§ **Work to complete**
(1) Echo everything in the forum thread about the little geryi from "Here is a tank" down to "(Feb 19, 2003)", unchanged.
(2) In the forum thread about the little geryi, what kind of tank are the fish kept in?
(3) Finish out the next part of the forum thread about the little geryi, picking up after its last post.

§ **Source document**
# Little Geryi



## Grosse Gurke (Jan 3, 2003)

These little dudes are bad as hell and eat like like pigs.
Snapped this pic of one taken a feeder!


----------



## SERRAPYGO (Feb 4, 2003)

Great shot! (you and him)


----------



## Guest (May 22, 2003)

nice!!


----------



## RhomZilla (Feb 12, 2003)

Nice Jeff!!!


----------



## thePACK (Jan 3, 2003)

sweet pic...if you have a chance can you take a full shot of your tank like to check it out..


----------



## GARGOYLE (Feb 12, 2003)

yes full tank shot please. Nice pic


----------



## InSinUAsian (Jan 3, 2003)

GG - How many do you have in the tank? How big are they? And how big is the tank?

(Sorry I have a bad memory)

~Dj


----------



## Grosse Gurke (Jan 3, 2003)

Here is a tank shot from a few weeks ago. I have one 8" geryi, two 5" geryi, and one 4" spilo. They are all in a 72 gallon bowfront. They have been living together for 3 weeks and doing ok, but the spilo has a few fin nips.


----------



## o snap its eric (Feb 19, 2003)

that looks sweet. i wish i had a bigger tank to do that


----------



## RhomZilla (Feb 12, 2003)

Sweet Jeff!! Kinda nice seeing other than the original Pygos shoaling together..

§ **Dataset extract**
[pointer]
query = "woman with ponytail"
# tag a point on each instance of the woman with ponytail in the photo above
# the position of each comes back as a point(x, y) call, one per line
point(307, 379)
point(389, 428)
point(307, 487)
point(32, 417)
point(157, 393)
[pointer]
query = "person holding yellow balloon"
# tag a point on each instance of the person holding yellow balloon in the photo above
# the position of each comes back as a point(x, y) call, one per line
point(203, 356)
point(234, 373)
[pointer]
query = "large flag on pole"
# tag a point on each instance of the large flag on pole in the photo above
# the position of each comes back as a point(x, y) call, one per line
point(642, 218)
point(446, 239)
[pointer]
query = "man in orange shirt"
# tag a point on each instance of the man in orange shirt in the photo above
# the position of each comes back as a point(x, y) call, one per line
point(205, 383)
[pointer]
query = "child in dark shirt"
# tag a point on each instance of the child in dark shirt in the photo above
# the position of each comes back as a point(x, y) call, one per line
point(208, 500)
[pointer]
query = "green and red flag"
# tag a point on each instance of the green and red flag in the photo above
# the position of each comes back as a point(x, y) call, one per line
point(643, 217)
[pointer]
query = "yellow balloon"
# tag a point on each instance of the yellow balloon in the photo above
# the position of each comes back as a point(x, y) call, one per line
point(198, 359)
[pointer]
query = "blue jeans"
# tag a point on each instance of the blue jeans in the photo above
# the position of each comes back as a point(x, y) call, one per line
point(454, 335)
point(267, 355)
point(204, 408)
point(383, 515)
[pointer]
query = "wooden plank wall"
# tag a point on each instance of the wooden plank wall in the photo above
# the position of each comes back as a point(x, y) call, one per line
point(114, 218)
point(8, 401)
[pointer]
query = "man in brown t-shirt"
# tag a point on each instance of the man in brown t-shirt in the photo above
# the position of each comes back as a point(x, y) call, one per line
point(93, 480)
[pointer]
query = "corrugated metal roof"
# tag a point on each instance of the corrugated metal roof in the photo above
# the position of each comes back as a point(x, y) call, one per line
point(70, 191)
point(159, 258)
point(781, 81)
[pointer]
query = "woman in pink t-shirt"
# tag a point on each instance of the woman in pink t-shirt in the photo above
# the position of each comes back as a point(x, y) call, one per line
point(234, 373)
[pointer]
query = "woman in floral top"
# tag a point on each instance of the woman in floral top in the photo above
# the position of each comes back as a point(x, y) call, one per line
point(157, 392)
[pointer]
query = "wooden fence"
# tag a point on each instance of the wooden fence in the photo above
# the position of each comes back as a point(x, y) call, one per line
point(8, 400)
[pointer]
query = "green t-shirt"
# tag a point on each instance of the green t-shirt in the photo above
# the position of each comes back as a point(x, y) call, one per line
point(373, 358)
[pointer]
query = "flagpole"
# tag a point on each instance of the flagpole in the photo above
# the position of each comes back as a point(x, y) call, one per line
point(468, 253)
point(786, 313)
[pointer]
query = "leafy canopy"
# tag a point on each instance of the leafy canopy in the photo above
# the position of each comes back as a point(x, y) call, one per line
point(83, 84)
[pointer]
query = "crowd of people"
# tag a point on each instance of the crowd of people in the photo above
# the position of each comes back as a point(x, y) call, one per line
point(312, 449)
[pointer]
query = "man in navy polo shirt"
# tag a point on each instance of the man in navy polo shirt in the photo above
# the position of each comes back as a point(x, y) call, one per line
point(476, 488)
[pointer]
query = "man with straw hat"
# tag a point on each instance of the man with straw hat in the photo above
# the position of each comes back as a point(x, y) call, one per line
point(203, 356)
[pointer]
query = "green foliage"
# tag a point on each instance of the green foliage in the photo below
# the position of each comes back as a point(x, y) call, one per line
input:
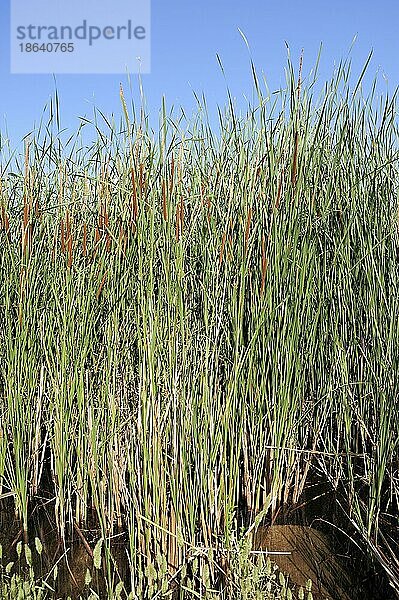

§ **Answers to the tasks**
(1)
Here is a tank shot from a few weeks ago. I have one 8" geryi, two 5" geryi, and one 4" spilo. They are all in a 72 gallon bowfront. They have been living together for 3 weeks and doing ok, but the spilo has a few fin nips.


----------



## o snap its eric (Feb 19, 2003)

(2) A 72 gallon bowfront.

(3)
----------



## Mr. Hannibal (Feb 21, 2003)

Nice!


----------



## Judazzz (Jan 13, 2003)

Great timing, Jeff: sweet pic








My lil' bastards take down feeders way too fast to take pics of it...


----------



## SERRAPYGO (Feb 4, 2003)

You think that pic is amazing? Wait until I get a shot of mine doing a lawn mower impression on the new Amazon swords I just put in there.







Grrrr!


----------



## Ron (Mar 27, 2003)

Glad to see they are doing well.

I have 30 more where those came from, gonna enlarge your group?


----------



## Grosse Gurke (Jan 3, 2003)

Actually I am Ron, I will let you know when I get a larger set up!


----------



## HOLLYWOOD (Feb 6, 2003)

Jeff,

Nice to see that even with the diff in size they seem to be getting along. Thats an awesome setup!

Arnold


----------



## GIR (May 17, 2003)

Sweet shot!!!


----------



## Genin (Feb 4, 2003)

That was expert timing on that pic. I really like how the spilo and geryi look shoaling.

Joe


----------



## Grosse Gurke (Jan 3, 2003)

Thanks guys, I am really happy with this shoal.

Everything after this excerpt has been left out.